── MATERIALS PROVIDED

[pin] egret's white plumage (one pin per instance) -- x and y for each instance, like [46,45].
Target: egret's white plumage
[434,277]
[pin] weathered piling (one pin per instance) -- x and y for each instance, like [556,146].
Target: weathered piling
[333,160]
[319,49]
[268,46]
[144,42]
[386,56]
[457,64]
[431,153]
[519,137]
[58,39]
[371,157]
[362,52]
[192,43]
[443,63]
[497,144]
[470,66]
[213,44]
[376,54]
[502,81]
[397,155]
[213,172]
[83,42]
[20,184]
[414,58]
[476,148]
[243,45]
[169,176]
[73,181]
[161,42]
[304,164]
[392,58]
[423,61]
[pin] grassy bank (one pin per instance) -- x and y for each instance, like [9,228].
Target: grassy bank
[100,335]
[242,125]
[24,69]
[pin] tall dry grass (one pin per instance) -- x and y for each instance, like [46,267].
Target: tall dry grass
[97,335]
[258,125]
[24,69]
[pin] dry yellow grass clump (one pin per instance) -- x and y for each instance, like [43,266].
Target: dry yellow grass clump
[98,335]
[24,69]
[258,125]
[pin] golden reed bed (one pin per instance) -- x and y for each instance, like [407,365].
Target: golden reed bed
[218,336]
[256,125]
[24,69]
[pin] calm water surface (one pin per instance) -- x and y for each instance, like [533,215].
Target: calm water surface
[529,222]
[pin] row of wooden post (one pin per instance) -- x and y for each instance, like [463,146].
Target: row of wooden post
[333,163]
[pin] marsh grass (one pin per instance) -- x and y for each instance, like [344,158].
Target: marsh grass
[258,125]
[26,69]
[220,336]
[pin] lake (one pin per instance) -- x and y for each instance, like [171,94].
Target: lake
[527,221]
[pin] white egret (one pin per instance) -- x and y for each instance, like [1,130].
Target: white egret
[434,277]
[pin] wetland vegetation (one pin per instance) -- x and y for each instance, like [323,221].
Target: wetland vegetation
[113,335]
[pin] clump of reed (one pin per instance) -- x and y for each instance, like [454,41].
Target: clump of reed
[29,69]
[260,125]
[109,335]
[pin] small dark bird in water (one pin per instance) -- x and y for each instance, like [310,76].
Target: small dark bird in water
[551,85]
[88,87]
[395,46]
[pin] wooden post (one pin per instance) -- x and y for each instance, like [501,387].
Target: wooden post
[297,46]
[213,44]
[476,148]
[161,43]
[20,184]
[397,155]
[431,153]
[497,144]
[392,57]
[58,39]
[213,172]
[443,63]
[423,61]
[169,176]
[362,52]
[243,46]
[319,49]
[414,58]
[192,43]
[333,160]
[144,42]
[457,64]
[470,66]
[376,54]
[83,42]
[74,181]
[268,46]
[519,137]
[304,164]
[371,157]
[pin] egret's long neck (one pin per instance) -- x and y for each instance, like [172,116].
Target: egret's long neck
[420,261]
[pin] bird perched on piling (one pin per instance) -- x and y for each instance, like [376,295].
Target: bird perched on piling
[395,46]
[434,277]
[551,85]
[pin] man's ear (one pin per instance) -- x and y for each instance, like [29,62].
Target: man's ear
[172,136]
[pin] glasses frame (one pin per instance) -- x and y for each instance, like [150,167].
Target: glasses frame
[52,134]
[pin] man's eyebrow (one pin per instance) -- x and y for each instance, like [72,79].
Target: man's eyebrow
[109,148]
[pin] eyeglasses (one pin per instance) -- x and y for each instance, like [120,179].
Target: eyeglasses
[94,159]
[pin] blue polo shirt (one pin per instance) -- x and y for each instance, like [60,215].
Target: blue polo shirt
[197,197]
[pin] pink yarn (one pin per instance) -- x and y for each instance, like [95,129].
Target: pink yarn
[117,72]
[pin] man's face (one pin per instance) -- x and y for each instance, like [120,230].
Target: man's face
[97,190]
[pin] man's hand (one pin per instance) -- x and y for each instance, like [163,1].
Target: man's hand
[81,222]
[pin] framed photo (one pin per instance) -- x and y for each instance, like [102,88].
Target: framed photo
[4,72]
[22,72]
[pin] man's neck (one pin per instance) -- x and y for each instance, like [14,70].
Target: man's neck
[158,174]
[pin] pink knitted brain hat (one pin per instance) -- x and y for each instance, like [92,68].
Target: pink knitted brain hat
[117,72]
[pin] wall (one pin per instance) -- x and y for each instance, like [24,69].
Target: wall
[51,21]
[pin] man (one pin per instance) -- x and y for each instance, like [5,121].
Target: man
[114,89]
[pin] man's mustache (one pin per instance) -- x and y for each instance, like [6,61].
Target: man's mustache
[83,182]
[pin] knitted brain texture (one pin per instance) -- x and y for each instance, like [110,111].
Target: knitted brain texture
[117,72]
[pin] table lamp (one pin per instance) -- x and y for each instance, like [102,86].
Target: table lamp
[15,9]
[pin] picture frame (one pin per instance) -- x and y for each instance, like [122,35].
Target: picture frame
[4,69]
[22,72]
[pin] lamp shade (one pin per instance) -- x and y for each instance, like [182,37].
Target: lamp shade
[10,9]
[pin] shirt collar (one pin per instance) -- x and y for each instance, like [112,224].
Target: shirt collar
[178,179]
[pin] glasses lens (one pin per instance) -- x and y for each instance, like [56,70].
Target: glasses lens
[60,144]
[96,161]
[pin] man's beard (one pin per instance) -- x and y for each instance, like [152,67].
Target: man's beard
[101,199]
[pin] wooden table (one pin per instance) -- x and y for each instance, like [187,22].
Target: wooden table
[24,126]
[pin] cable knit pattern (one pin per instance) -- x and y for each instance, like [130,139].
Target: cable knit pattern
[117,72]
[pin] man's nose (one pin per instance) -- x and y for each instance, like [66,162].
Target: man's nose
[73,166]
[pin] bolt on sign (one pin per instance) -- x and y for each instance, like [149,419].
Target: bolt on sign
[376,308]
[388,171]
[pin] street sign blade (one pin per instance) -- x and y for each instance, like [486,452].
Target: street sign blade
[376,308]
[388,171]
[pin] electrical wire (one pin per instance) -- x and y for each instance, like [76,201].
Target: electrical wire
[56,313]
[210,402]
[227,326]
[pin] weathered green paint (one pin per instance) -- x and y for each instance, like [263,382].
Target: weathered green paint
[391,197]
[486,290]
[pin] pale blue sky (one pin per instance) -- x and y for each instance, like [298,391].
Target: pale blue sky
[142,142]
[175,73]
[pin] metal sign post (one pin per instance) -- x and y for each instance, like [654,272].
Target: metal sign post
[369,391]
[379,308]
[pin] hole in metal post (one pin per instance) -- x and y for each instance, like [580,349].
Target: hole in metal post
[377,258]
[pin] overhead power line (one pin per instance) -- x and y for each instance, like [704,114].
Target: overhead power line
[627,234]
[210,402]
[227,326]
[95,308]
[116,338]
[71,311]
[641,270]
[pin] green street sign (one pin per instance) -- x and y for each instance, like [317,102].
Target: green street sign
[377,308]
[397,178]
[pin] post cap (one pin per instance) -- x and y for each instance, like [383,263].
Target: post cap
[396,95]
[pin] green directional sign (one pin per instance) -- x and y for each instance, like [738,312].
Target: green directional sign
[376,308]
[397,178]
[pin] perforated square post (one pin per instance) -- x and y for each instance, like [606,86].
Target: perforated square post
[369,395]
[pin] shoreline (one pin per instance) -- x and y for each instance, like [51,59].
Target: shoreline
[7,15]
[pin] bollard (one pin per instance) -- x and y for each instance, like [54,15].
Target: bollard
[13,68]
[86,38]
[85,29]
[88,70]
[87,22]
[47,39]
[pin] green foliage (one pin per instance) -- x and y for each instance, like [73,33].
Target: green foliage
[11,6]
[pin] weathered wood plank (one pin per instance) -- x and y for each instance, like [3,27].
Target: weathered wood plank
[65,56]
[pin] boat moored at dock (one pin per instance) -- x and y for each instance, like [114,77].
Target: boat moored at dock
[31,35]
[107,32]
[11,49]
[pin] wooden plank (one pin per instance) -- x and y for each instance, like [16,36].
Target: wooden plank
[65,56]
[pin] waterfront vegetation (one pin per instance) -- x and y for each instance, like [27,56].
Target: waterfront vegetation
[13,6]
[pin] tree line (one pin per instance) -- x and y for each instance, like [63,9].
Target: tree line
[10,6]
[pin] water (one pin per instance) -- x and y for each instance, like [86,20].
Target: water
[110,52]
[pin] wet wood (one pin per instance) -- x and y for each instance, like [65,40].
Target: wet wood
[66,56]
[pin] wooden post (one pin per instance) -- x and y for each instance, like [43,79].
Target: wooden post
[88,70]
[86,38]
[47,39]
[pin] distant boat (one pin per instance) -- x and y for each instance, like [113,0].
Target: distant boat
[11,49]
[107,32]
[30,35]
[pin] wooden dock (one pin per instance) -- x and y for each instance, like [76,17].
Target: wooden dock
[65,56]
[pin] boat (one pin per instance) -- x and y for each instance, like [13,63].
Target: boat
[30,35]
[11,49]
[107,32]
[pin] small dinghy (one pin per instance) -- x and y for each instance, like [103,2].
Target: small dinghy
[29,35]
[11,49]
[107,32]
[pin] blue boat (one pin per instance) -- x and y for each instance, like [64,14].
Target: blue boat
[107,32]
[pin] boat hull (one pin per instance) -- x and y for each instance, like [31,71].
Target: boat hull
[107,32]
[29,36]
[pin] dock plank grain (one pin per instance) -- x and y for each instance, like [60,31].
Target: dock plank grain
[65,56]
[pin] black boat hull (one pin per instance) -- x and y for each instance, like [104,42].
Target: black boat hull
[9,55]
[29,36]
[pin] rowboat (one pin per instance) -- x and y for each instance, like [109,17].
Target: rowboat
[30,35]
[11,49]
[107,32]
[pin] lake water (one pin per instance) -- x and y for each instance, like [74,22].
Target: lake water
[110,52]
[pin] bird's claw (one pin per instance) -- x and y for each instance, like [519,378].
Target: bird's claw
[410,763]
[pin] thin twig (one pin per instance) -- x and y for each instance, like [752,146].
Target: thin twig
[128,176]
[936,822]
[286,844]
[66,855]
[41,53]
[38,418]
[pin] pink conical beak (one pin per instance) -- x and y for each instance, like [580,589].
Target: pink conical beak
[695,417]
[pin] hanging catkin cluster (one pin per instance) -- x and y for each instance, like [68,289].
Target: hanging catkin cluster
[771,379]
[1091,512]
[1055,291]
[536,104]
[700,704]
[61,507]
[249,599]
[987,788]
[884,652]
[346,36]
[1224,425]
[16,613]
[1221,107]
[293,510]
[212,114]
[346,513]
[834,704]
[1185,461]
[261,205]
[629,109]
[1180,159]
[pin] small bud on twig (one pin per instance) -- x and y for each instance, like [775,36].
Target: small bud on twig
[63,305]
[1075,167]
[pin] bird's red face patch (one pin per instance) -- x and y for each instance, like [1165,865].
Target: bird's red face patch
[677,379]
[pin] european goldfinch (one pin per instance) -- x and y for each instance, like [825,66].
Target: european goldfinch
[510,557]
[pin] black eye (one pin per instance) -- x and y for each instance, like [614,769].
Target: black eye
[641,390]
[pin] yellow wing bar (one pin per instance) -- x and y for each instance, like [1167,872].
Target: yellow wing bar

────

GOAL: Please repeat the stretch of records from the line containing "[pin] blue boat" through the end of the records, requests included. Multiply every point coordinate in the answers by 2.45 and round it to a whole number, with halves rounding up.

THE REPLY:
[pin] blue boat (one pin per instance) -- x and y for each instance, like [64,14].
Target: blue boat
[262,78]
[pin] boat hull (one pin per instance) -- x and y for each instance, like [31,71].
Target: boat hull
[262,78]
[71,88]
[pin] dock plank grain (one pin per instance) -- x and y for each instance, like [60,31].
Target: dock plank grain
[159,137]
[pin] black boat hull (one pin per instance) -- x and y for each instance, like [104,42].
Target: black boat hull
[22,135]
[71,88]
[pin] rowboat (one pin per instance) -- x and y for each instance, like [109,17].
Target: rowboat
[74,86]
[27,120]
[262,78]
[pin] lake water (one pin per instance) -- x and y for each instance, like [74,22].
Target: lake water
[270,127]
[pin] bird's claw (one pin per instance) -- x and y for each instance, like [519,378].
Target: bird's claw
[1005,1869]
[pin] thin twig (one pin per instance) -- x and y for each instance, like [752,146].
Target: thin twig
[314,431]
[2293,2014]
[701,2068]
[162,2095]
[100,130]
[93,1024]
[pin] pink conical beak (one pin per instance) -- x and y for each instance, like [580,589].
Target: pink conical beak
[1703,1022]
[pin] hanging catkin cluster (one pin per instance) -- x and y for each instance, like [68,289].
Target: hanging catkin cluster
[1889,929]
[2673,1254]
[2585,713]
[1313,255]
[1715,1725]
[149,1242]
[610,1468]
[2418,1931]
[2166,1597]
[848,88]
[2999,1041]
[39,1502]
[2991,262]
[718,1250]
[519,279]
[848,1257]
[2043,1725]
[2903,1129]
[639,502]
[1541,267]
[2891,390]
[pin] small bud on twig (one pin per instance) -- x and y for each instance, like [775,36].
Target: small bud on twig
[154,747]
[2634,409]
[pin] bird's red face patch (one pin per instance) -- x and y for each instance, like [1165,865].
Target: bird's red face patch
[1659,929]
[pin] european goldfinch (one pin per instance) -- x and y for each instance, like [825,66].
Target: european goldfinch
[1250,1365]
[pin] black eye (one pin per instance) -- x and y for each instance, like [614,769].
Target: black eye
[1570,956]
[pin] yellow wing bar (one pin per instance) -- x and y for each instance, like [1167,872].
Target: yellow wing bar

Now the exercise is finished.